WHAT THE EXERCISE ASKS
Write out all the data again, exactly as shown.

RECORDS FOR THIS EXERCISE
──────────
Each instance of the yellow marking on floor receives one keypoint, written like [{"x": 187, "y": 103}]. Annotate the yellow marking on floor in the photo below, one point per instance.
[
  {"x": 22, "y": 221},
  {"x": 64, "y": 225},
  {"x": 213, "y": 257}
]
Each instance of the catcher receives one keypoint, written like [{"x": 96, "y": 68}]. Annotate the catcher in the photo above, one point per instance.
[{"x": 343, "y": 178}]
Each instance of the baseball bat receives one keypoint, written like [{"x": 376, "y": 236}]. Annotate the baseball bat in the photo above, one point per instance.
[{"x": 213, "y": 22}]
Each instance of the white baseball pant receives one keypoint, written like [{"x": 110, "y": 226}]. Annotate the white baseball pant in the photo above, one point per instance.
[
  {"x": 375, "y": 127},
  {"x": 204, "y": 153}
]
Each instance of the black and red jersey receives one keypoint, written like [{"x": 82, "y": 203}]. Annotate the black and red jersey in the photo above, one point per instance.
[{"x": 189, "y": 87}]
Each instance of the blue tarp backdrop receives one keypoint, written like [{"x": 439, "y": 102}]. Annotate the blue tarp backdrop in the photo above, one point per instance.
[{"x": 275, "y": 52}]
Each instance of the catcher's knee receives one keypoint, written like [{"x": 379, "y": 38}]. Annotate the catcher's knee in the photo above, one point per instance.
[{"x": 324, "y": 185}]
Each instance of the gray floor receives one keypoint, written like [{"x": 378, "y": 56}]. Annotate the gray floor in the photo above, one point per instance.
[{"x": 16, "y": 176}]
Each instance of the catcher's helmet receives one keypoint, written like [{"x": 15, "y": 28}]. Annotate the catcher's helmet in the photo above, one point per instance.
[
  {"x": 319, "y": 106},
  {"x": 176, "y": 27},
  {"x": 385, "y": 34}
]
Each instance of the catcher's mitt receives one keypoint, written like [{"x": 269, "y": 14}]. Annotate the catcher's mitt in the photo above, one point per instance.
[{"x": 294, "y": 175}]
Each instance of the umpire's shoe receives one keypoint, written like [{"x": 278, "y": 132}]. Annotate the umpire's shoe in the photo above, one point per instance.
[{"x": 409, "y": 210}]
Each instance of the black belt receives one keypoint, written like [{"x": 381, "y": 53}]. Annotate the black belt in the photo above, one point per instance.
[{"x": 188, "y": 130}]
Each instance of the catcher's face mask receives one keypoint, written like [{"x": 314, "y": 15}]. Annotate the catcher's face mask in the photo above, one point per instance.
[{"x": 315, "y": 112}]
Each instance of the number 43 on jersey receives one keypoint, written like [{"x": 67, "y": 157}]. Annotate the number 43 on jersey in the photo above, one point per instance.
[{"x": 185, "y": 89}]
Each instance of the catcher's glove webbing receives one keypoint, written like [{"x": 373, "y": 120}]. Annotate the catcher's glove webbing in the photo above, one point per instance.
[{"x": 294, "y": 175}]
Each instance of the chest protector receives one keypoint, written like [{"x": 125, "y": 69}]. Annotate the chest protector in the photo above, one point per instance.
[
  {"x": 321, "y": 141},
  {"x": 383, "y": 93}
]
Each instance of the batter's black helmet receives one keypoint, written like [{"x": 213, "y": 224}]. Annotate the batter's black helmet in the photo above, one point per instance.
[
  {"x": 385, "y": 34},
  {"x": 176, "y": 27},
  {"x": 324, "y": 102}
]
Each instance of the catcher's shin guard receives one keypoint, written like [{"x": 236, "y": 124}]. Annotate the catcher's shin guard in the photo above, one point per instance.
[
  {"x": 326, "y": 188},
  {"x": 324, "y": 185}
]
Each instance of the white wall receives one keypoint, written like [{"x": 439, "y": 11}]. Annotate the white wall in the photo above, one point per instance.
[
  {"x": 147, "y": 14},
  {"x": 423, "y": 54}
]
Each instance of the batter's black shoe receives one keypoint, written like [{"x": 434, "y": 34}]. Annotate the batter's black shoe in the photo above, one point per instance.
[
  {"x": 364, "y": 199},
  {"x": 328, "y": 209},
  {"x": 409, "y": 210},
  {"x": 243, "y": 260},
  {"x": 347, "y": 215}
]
──────────
EXERCISE ANSWER
Each instance of the yellow marking on floor receives one keypoint, written like [{"x": 187, "y": 103}]. Annotate the yellow marking on floor in the photo below, one point per instance.
[
  {"x": 22, "y": 221},
  {"x": 64, "y": 225},
  {"x": 213, "y": 257}
]
Each instance of the catcher receives one keypoint, written like [{"x": 96, "y": 68}]. Annotate the catcher in the photo above, one point per instance.
[{"x": 343, "y": 178}]
Each instance of the baseball bat receives one keypoint, written like [{"x": 376, "y": 236}]. Annotate the baseball bat in the photo above, one point per instance.
[{"x": 213, "y": 22}]
Each instance of the white baseball pant receives one keypoint, written like [{"x": 110, "y": 226}]. Annotate the white baseball pant in the photo above, one point per instance.
[
  {"x": 375, "y": 127},
  {"x": 204, "y": 153}
]
Each instance of the black and red jersey receives one keypoint, written like [{"x": 82, "y": 203}]. Annotate the black and red jersey in the photo above, one point per instance.
[{"x": 189, "y": 87}]
Each instance of the blue tarp backdrop receives one keypoint, written like [{"x": 439, "y": 102}]. Annotate the blue tarp backdrop in the photo above, one point per instance.
[{"x": 275, "y": 52}]
Each instance of the catcher's knee receives one keypoint, written like [{"x": 379, "y": 38}]. Annotate the catcher's knee in the photo above, one point per instance.
[{"x": 324, "y": 185}]
Each instance of the gray floor receives one keypoint, written like [{"x": 378, "y": 56}]. Annotate the gray floor in the photo above, one point per instance.
[{"x": 16, "y": 176}]
Each instance of the catcher's helmet receives one keypoint, written like [{"x": 15, "y": 28}]. Annotate the catcher's helmet in the photo above, one point per instance.
[
  {"x": 319, "y": 106},
  {"x": 176, "y": 27},
  {"x": 385, "y": 34}
]
Each instance of the catcher's mitt receives one keypoint, written like [{"x": 269, "y": 14}]. Annotate the catcher's mitt in the photo above, one point per instance.
[{"x": 294, "y": 175}]
Each instance of the umpire's shoe receives one keypoint, written like [{"x": 278, "y": 132}]. Annotate the umpire's shoe in the photo above, one point per instance.
[{"x": 409, "y": 210}]
Each instance of the black belt receives one keypoint, written like [{"x": 381, "y": 53}]. Annotate the black belt in the photo above, one point per instance.
[{"x": 188, "y": 130}]
Each instance of the catcher's face mask receives one keypoint, written like [{"x": 314, "y": 15}]. Annotate the catcher's face mask in the photo above, one point per instance.
[{"x": 315, "y": 112}]
Each instance of the number 43 on jersey receives one keypoint, written like [{"x": 67, "y": 157}]. Annotate the number 43 on jersey in the photo above, one point per instance.
[{"x": 185, "y": 89}]
Each instance of the catcher's glove webbing receives one keypoint, written like [{"x": 373, "y": 120}]. Annotate the catcher's glove webbing in the photo above, one point per instance.
[{"x": 294, "y": 175}]
Each instance of the chest protector receives one keypoint, written like [{"x": 125, "y": 69}]. Annotate the chest protector in the photo above, one point per instance.
[
  {"x": 321, "y": 141},
  {"x": 383, "y": 93}
]
Each instance of the batter's black helmet receives one keypoint, written like [{"x": 213, "y": 224}]. Annotate the batter's black helmet in the photo above, one point per instance.
[
  {"x": 385, "y": 34},
  {"x": 176, "y": 27},
  {"x": 324, "y": 102}
]
Each instance of the catcher's shin guard receives one keypoint, written like [{"x": 236, "y": 124}]. Annotate the catcher's shin guard in the photo above, one point per instance.
[
  {"x": 326, "y": 188},
  {"x": 324, "y": 185}
]
Each instance of the white wall receives one keypoint, written like [{"x": 439, "y": 11}]. Annotate the white wall in the photo above, one point per instance.
[
  {"x": 147, "y": 14},
  {"x": 423, "y": 54}
]
Each instance of the batter's black shoe receives one keypoint, written like [{"x": 434, "y": 34}]. Annotate the batter's black shoe in the photo above, one point per instance.
[
  {"x": 364, "y": 199},
  {"x": 328, "y": 209},
  {"x": 409, "y": 210},
  {"x": 243, "y": 260},
  {"x": 347, "y": 215}
]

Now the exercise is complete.